--- Brano di testo ---

L’introduzione di un salario minimo legale nel nostro Paese è certamente uno dei temi più significativi del dibattito sul mercato del lavoro degli ultimi anni. L’aumento dell’inflazione, la perdita di potere d’acquisto da parte delle famiglie, i rincari delle bollette di gas e energia sono tutti fattori che contribuiscono a aumentare l’attenzione su quanto “pesa” la busta paga dei lavoratori. 

Giancarlo Ormezzano

Intanto, è bene ricordare che la regolamentazione dei minimi salariali in Italia, è una funzione svolta storicamente dai contratti collettivi nazionali di categoria. Con riferimento alla recente Direttiva europea relativa a salari minimi adeguati nell’UE, il nostro Paese è considerato già in linea con il tasso di copertura della contrattazione collettiva ivi previsto (è applicato dunque a non meno dell’80% delle imprese).

Entrando nel merito, la soglia del salario minimo dei 9 euro orari, prevista dai vari disegni di legge presentati, è in generale superata dai principali contratti collettivi nazionali di categoria che vengono applicati dalle aziende industriali biellesi.

Ad esempio, nel caso del Ccnl per gli addetti del settore tessile abbigliamento, se per 9 euro/ora si intende un salario/stipendio minimo mensile lordo di euro 1.557 (9 euro x 173 ore/mese), si può affermare che per tutti i livelli contrattuali, con l’unica eccezione del 1° livello (cioè il livello retributivo più basso riservato a mansioni semplici e non qualificate, ad esempio addetti alle pulizie), tale soglia è ampiamente superata (ad esempio già per il 2° livello il salario/stipendio minimo mensile lordo di euro 1.658).

--- Materiale fornito ---

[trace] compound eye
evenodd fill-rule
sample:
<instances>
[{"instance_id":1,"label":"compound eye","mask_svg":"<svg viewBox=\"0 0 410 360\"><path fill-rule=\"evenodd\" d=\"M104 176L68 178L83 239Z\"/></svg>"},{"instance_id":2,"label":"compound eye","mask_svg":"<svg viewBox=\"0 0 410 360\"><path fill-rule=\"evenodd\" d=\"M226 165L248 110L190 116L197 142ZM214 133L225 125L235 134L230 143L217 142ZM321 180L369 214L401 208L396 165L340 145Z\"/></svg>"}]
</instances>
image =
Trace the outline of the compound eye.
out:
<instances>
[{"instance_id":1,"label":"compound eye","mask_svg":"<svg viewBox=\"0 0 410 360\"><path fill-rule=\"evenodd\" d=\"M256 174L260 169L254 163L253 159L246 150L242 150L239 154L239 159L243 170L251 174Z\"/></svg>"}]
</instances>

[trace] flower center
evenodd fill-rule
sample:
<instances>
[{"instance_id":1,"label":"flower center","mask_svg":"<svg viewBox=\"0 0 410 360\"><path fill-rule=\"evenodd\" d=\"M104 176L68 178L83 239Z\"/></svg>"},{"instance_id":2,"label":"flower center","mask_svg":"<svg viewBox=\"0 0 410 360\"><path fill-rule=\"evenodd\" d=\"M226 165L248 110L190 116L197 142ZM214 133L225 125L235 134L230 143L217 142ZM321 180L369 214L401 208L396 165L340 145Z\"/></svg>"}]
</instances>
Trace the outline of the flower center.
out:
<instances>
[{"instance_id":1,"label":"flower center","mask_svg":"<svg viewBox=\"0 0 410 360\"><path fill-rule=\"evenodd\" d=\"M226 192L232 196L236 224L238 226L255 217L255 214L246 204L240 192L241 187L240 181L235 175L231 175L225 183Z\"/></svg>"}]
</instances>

---

→ Cosa fare: Traduci in inglese questa frase del testo sul salario minimo: "Entrando nel merito, la soglia del salario minimo dei 9 euro orari, prevista dai vari disegni di legge presentati, è in generale superata dai principali contratti collettivi nazionali di categoria che vengono applicati dalle aziende industriali biellesi."

→ Soluzione: Getting to the heart of the matter, the minimum wage threshold of 9 euros per hour, set out in the various bills that have been introduced, is generally exceeded by the main national sector-level collective agreements applied by industrial companies in the Biella area.